▶ [Exercice proposé A]
D'après le texte sur les colonies de vacances, depuis quand tous les séjours de vacances sont-ils interdits ?
▶ [Exercice proposé B]
Reprends le texte sur les colonies de vacances et écris la suite à partir de sa dernière phrase.

▶ [Texte proposé]

──────────

Pour que vivent les colos

La pandémie pourrait avoir raison des colonies de vacances, déjà menacées par la marchandisation rampante des loisirs des enfants. C’est tout un patrimoine pédagogique et éducatif qui risque de disparaître.

Tribune

Un siècle et demi d’histoire ouvrière, politique et/ou religieuse, un siècle et demi de construction collective et militante, de patrimoine pédagogique et éducatif va disparaître. Les associations organisatrices de colonies de vacances vivent une crise majeure depuis plusieurs décennies, la crise sanitaire pourrait être le coup de grâce et cela malgré les dynamiques bénévoles, locales ou solidaires des associations de jeunesse, du scoutisme ou de colos. L’ensemble des séjours de vacances est interdit depuis la mi-mars, aucune date de réouverture n’est fixée. Les trésoreries associatives sont au plus bas et sans grand espoir de les regonfler. Les organisations possibles permettant de respecter des règles de distanciation physique sont difficiles à respecter, les garanties «perte d’exploitation» des assurances ne fonctionnent pas…

Les salarié·e·s des colos ont évidemment accès au chômage partiel, mais les organisateurs ont très difficilement accès au prêt bancaire en raison de la crise du secteur depuis de nombreuses années. Si aucune aide directe n’est proposée à ces associations, bon nombre d’entre elles vont déposer leur bilan, licencier, réduire à néant des années de travail pour construire des colos durables pour demain. Ce sera la fin d’un siècle et demi d’activité essentielle pour l’éducation, pour l’émancipation, et la construction des citoyen.ne.s de demain. Un siècle et demi d’initiatives pour faire vivre à nos enfants et adolescent·e·s, dans le cadre de leurs loisirs, la devise républicaine. De droite, de gauche, du centre croyant, agnostique, athée, ou sans référence idéologique précise, les colos, les camps ont façonné, aidé à grandir et permis l’émergence de militant·e·s politiques ou associatifs, d’acteur·e·s de la culture ou du sport. Combien de député·e·s, de sénateur·trice·s, d’ancien·ne·s ministres ou dirigeant·e·s d’associations ont fait leur parcours de formation en passant le Bafa, en étant scout·e·s, moniteur·trice·s ou directeur·trice·s de colo.

──────────

Lignes extraites:
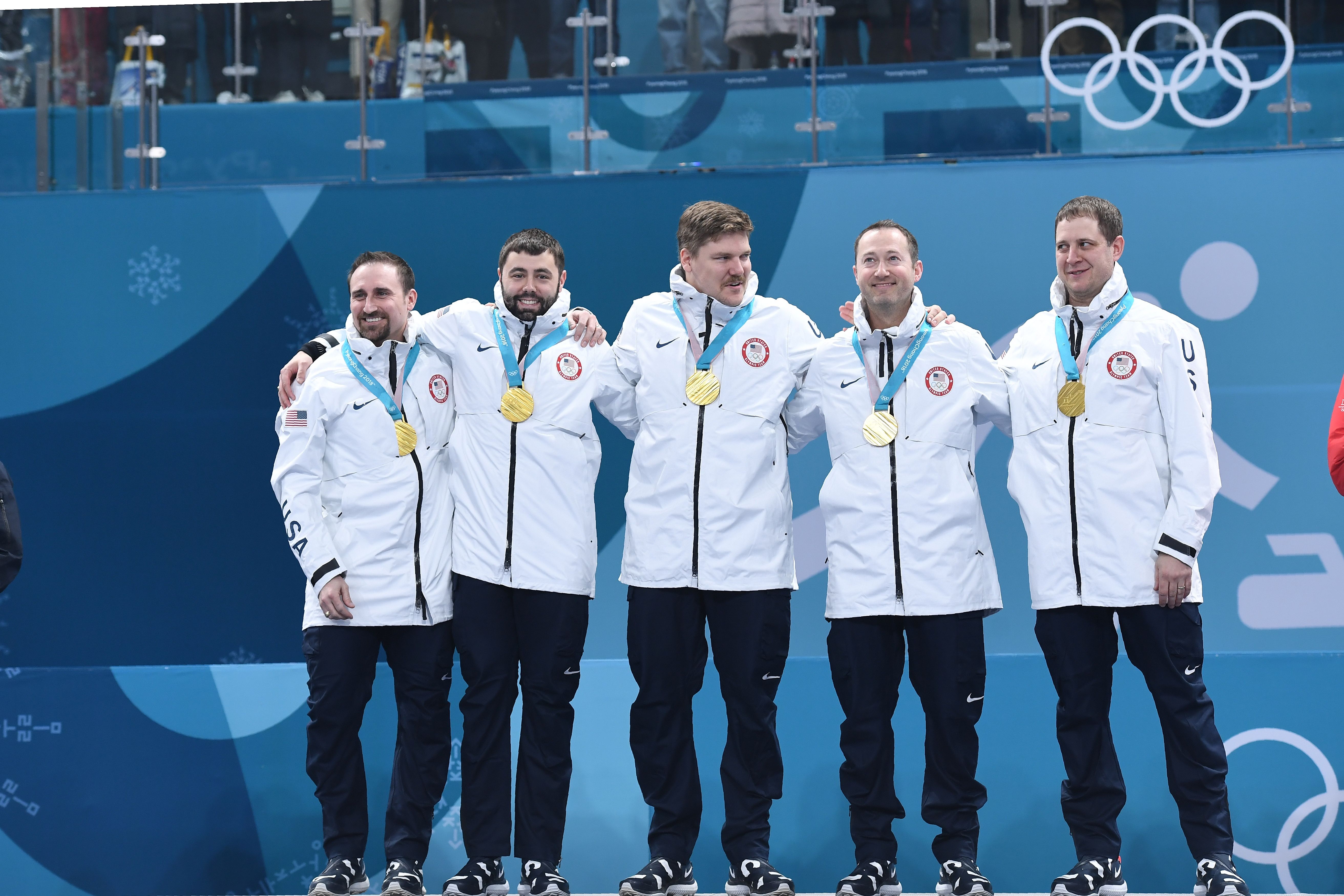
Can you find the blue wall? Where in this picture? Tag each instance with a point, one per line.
(136, 420)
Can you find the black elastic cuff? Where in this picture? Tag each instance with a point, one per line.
(1169, 542)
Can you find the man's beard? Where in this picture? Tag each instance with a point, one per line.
(527, 316)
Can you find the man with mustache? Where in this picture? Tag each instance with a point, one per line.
(908, 554)
(523, 463)
(362, 480)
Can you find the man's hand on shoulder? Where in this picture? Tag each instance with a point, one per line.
(292, 374)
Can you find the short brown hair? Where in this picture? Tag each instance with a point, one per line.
(886, 224)
(708, 221)
(1108, 217)
(404, 271)
(533, 242)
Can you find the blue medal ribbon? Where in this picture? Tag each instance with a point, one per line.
(515, 375)
(706, 358)
(1066, 354)
(898, 377)
(374, 386)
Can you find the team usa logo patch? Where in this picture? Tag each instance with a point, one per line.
(569, 367)
(939, 381)
(756, 353)
(1121, 366)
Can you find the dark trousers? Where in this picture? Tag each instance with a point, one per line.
(1167, 645)
(499, 632)
(342, 661)
(948, 672)
(667, 647)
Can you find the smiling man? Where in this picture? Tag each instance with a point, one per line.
(1115, 472)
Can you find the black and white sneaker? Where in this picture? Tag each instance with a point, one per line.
(1099, 876)
(343, 876)
(404, 878)
(870, 879)
(662, 878)
(963, 878)
(1215, 875)
(479, 878)
(540, 879)
(757, 878)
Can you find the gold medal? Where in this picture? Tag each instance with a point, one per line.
(405, 437)
(881, 429)
(704, 387)
(517, 405)
(1072, 398)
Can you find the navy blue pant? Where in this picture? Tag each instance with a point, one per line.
(1167, 647)
(948, 672)
(667, 648)
(500, 632)
(342, 661)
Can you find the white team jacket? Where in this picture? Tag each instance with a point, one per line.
(351, 504)
(538, 480)
(1136, 473)
(927, 477)
(709, 503)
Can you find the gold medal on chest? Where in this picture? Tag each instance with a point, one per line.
(704, 387)
(1072, 398)
(517, 405)
(405, 437)
(881, 429)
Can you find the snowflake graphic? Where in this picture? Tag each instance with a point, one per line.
(154, 275)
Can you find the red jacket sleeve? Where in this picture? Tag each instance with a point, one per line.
(1337, 442)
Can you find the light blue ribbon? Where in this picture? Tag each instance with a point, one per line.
(515, 375)
(374, 386)
(908, 361)
(1066, 353)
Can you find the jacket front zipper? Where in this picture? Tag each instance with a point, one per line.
(699, 450)
(1076, 346)
(513, 460)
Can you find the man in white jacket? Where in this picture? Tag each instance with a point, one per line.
(362, 480)
(908, 554)
(1115, 472)
(523, 464)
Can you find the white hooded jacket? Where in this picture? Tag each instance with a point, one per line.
(709, 503)
(936, 559)
(1133, 476)
(354, 507)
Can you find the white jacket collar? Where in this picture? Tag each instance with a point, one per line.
(908, 327)
(545, 323)
(1100, 307)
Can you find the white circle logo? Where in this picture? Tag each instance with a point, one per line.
(1220, 281)
(1181, 81)
(1330, 801)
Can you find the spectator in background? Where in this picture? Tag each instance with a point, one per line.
(11, 539)
(293, 50)
(710, 18)
(759, 30)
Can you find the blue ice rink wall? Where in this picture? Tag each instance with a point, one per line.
(151, 711)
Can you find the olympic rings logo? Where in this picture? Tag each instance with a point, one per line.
(1195, 62)
(1330, 801)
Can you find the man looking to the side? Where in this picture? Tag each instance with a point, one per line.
(361, 476)
(909, 562)
(1115, 472)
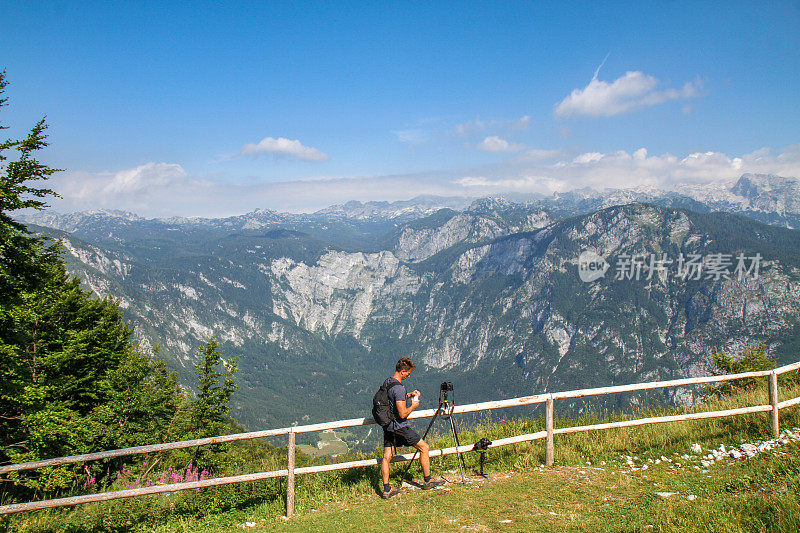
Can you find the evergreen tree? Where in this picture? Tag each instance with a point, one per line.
(216, 384)
(71, 381)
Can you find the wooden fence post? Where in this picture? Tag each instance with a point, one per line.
(773, 400)
(290, 477)
(548, 423)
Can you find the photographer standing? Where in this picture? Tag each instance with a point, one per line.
(398, 432)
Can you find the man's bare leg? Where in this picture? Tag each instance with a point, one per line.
(424, 457)
(388, 453)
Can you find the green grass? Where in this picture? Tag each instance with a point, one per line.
(759, 494)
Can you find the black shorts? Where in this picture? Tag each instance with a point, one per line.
(404, 436)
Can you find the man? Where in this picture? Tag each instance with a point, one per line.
(399, 433)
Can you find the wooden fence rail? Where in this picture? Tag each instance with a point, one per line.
(290, 472)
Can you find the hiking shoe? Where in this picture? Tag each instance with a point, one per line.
(432, 484)
(389, 494)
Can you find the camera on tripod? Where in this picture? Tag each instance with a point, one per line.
(444, 388)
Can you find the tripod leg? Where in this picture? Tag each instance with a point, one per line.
(458, 453)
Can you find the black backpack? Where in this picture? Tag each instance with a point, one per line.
(382, 409)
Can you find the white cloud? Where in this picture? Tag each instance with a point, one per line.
(523, 123)
(496, 144)
(468, 129)
(412, 136)
(166, 189)
(148, 175)
(283, 147)
(635, 90)
(620, 169)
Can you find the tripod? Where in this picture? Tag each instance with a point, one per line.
(445, 412)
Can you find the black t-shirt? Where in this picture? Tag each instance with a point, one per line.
(397, 393)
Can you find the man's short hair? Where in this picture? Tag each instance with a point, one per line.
(404, 364)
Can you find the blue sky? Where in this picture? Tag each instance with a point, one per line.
(212, 109)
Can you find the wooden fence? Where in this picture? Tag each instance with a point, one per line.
(291, 471)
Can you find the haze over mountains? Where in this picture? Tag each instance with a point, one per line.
(484, 292)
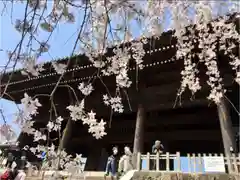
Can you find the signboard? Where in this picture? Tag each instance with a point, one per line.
(214, 164)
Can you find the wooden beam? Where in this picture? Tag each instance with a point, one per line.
(197, 135)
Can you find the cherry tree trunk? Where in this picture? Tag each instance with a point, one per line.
(139, 133)
(67, 132)
(226, 127)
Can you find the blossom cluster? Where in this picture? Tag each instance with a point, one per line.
(114, 102)
(77, 112)
(209, 36)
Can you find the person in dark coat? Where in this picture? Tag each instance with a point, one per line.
(111, 166)
(157, 148)
(10, 159)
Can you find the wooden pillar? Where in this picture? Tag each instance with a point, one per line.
(67, 132)
(139, 133)
(226, 127)
(103, 160)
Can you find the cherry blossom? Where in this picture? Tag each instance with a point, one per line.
(85, 89)
(99, 34)
(114, 102)
(59, 68)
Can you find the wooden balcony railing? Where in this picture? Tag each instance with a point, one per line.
(192, 163)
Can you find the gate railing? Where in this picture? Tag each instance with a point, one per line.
(193, 163)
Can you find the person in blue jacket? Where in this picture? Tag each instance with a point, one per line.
(111, 166)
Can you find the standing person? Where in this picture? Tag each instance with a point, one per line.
(125, 162)
(10, 159)
(157, 148)
(111, 166)
(23, 160)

──────────

▶ [Réponse attendue A]
Depuis la mi-mars.

▶ [Réponse attendue B]
Penser et construire le monde de demain

Fragilisées par trente ans de dérives marchandes, concurrentielles et une vision touristique, les séjours de vacances souffrent : le nombre d’enfants qui y sont accueillis baisse d’année en année, le sens des actions ou des projets s’étiolent, les politiques publiques de soutien sont inexistantes. Pourtant, des associations organisatrices de camps et de colos locales, fédérées ou non, travaillent et ont construit depuis plusieurs années des séjours singuliers, aux pédagogies innovantes, tournées vers l’attention aux plus faibles, à notre planète, encourageant les rencontres entre enfants éloignés ou séparés, en imaginant des séjours inclusifs permettant aux enfants en situation de handicap d’aller en vacances, pour créer des mixités, pour développer des solidarités ou pour accompagner des familles fragiles.

Les associations organisatrices pensaient avant même la crise d’aujourd’hui le monde de demain. Aujourd’hui, elles ont besoin de pouvoir vivre le jour J, pour construire le jour d’après.

Le ministre souhaite organiser des colos «très éducatives»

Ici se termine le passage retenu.